Image-backed grounding data:
——————

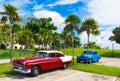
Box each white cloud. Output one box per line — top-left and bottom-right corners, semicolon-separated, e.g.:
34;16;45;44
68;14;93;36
0;0;33;18
80;27;120;49
33;10;65;33
87;0;120;26
98;29;120;50
0;0;32;10
0;6;4;12
9;0;31;8
47;0;81;6
86;0;120;49
0;0;7;12
32;4;43;10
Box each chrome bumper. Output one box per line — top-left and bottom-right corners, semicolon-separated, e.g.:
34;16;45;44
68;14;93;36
13;65;31;74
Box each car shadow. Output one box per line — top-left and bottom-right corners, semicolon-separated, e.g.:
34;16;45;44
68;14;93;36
3;68;63;80
2;71;28;79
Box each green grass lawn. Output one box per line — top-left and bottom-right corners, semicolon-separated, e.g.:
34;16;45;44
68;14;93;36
0;49;34;59
0;63;17;78
68;62;120;77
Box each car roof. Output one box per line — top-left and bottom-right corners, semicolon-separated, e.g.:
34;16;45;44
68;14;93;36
37;50;63;54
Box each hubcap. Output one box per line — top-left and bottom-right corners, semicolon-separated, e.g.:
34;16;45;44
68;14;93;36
64;64;66;68
34;69;38;74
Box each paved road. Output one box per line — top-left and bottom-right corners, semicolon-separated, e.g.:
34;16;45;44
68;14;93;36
97;57;120;67
0;69;117;81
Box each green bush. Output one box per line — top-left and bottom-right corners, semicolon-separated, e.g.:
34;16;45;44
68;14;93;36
0;44;6;49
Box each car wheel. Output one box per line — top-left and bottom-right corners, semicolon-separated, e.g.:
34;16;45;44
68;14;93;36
97;59;99;62
77;60;80;63
62;64;67;69
31;66;40;77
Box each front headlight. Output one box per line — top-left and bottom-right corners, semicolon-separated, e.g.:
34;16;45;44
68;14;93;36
23;61;26;65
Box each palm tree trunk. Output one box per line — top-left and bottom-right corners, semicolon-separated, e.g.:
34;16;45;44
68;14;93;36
72;31;74;64
87;34;90;48
10;23;13;62
86;33;90;64
20;46;22;56
24;44;27;54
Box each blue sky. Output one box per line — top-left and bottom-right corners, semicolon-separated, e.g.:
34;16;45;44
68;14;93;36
0;0;120;49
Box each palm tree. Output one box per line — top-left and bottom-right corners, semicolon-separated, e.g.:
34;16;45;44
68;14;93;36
64;14;80;64
1;16;7;23
80;18;100;47
60;31;71;48
80;18;100;63
1;24;10;43
0;16;8;43
0;16;7;26
51;32;61;50
0;4;22;62
18;26;34;55
12;23;21;46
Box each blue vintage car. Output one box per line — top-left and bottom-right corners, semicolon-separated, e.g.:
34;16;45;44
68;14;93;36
77;50;101;63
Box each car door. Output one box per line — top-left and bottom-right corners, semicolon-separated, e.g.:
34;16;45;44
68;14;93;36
93;52;98;61
49;53;63;68
37;52;52;70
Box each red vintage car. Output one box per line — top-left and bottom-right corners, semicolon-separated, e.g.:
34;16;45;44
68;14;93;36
12;50;72;77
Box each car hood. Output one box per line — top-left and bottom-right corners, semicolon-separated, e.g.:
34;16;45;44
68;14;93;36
13;57;46;65
77;54;92;58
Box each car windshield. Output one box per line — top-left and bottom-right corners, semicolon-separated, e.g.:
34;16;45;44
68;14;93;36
35;52;48;58
83;51;93;54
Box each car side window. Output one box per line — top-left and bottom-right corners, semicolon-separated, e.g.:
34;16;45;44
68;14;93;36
42;53;48;57
49;53;55;57
93;52;97;54
49;53;64;57
56;53;64;57
36;52;48;58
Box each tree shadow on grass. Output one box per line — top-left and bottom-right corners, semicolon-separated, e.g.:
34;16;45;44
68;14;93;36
0;52;9;59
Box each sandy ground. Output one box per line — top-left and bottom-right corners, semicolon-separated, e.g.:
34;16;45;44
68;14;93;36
0;69;116;81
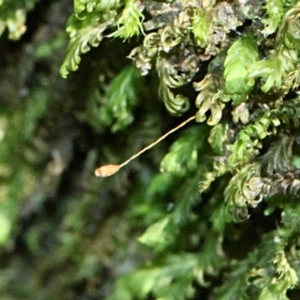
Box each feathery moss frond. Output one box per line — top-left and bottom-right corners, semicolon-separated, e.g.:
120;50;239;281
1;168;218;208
224;36;258;104
108;0;144;39
60;11;116;77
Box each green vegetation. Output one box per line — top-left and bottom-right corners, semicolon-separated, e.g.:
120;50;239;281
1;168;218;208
1;0;300;299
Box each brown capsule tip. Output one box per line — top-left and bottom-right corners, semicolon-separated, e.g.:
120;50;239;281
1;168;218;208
94;164;121;177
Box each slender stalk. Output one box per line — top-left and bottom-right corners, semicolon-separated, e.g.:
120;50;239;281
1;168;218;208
94;115;195;177
120;115;195;167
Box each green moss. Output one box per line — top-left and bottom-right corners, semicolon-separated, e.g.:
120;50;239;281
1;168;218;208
1;0;300;299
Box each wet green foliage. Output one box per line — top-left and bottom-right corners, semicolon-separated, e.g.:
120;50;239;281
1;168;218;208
2;0;300;299
224;36;258;104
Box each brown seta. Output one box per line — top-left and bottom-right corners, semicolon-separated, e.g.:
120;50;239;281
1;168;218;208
94;115;195;177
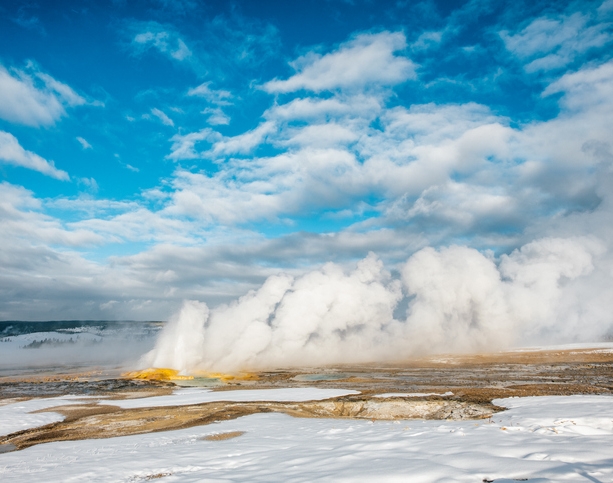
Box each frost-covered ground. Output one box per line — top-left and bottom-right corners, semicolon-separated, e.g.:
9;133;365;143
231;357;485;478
1;389;612;482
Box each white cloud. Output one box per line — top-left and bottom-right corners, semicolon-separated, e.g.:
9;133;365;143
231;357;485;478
71;208;200;245
543;59;613;112
168;122;277;160
264;31;416;93
208;121;276;157
164;94;516;228
151;108;175;126
0;131;69;180
187;82;233;105
0;182;100;247
36;71;85;106
599;0;613;14
133;25;192;61
501;12;612;72
379;102;499;145
281;123;359;148
3;24;613;328
202;107;230;125
76;136;92;149
265;94;383;122
167;128;219;160
160;54;613;248
187;82;233;125
388;181;517;228
0;63;85;127
411;30;443;50
78;177;99;193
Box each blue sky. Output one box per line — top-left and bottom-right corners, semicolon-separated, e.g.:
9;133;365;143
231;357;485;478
1;0;613;321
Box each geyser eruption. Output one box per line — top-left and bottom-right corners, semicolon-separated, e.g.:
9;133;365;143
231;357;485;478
140;236;611;373
143;300;208;374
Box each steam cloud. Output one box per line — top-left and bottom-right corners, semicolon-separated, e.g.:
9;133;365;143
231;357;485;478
141;235;612;373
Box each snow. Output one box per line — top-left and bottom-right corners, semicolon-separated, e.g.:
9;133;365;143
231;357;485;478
511;342;613;352
0;395;99;436
112;387;361;409
1;394;612;481
0;332;102;348
0;388;358;436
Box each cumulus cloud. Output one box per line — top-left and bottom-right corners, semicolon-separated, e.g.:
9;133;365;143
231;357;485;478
0;131;69;180
162;101;514;228
263;31;416;93
0;63;85;127
160;43;613;251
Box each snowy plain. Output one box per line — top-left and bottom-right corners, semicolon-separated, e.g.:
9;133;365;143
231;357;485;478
0;388;358;437
1;389;612;482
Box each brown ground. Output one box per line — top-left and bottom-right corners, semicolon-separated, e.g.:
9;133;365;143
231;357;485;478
202;431;246;441
0;347;611;453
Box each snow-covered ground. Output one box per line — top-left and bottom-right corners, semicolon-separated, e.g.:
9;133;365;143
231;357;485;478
0;388;358;437
0;395;100;436
510;342;613;352
112;387;360;409
1;390;612;482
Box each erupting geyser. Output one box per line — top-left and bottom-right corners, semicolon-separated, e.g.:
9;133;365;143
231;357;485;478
140;236;612;374
140;301;208;374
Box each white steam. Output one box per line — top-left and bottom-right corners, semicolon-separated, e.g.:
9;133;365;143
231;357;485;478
145;301;209;373
140;236;611;373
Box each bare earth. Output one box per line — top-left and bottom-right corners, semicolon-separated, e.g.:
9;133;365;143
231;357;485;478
1;347;612;452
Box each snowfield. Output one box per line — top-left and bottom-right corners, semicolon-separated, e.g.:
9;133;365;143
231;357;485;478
112;387;361;409
1;391;612;482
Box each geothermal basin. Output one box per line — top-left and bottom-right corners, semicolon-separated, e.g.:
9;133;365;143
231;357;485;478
1;344;612;452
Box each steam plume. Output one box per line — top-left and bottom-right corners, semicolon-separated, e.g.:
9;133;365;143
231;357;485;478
140;235;612;373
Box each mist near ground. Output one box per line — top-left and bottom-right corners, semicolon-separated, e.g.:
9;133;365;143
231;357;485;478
0;322;160;375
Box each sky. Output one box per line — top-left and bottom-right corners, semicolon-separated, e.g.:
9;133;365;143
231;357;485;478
1;0;612;324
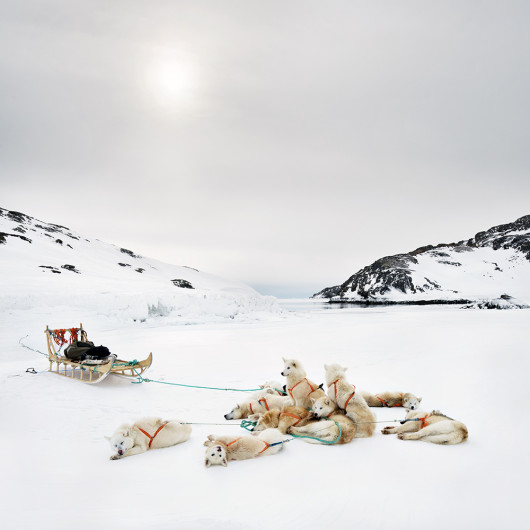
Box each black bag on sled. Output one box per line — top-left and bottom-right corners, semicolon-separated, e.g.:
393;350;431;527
64;341;111;361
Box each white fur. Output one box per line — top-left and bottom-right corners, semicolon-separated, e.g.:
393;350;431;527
106;417;191;459
288;396;357;444
381;409;468;445
248;380;286;399
224;394;292;420
281;357;325;409
324;363;376;437
204;428;286;467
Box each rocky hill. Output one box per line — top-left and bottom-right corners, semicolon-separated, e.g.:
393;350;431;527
313;215;530;308
0;207;279;322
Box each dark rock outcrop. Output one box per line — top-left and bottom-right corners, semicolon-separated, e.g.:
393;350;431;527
313;215;530;303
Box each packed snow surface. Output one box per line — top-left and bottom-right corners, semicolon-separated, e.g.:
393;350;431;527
2;300;528;529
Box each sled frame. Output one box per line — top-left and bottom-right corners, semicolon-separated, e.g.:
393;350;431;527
45;323;152;384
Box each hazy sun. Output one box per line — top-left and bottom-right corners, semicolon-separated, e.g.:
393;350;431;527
144;51;197;110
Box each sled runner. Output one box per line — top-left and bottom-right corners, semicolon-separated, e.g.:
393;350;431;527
45;324;152;384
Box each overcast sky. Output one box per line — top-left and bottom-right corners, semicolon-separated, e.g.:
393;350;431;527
1;1;529;297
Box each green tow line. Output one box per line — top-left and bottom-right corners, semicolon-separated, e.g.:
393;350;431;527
240;418;342;445
132;373;262;392
240;420;257;432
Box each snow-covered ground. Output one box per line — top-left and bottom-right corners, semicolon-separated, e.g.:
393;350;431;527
0;208;280;322
2;301;528;529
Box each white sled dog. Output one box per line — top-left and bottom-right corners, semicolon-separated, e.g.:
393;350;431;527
288;396;357;444
250;405;312;434
324;363;376;438
204;428;286;467
381;409;468;445
249;380;286;399
106;417;191;460
362;391;422;408
224;394;292;420
281;357;325;409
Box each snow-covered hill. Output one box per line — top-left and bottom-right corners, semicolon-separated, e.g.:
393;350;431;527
313;215;530;308
0;208;279;322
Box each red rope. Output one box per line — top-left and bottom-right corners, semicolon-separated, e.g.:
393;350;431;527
51;327;80;346
68;328;79;343
52;329;68;346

——————

▸ Directions for this task
If a line in the data above holds the string "grass", report that line.

▸ Output of the task
Box each green grass lawn. Output one box per line — top-left and bottom-right corners, semicolon-separated, e.g.:
Box each tree shadow on grass. Output one box per line — top-left and bottom-right corners, semicolon-separated, e.g.:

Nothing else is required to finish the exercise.